→ What to work on: Copy every line of the material below, requests included, and shift each coordinate in the answers by adding 5 to it. Keep the numbers in the requests and their format samples as they are.
· · · · ·
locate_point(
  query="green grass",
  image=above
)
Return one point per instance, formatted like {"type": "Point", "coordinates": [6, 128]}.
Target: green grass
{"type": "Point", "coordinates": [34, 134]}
· · · · ·
→ Exercise result:
locate_point(
  query="green grass",
  image=above
)
Return one point per instance, formatted like {"type": "Point", "coordinates": [6, 128]}.
Target: green grass
{"type": "Point", "coordinates": [39, 139]}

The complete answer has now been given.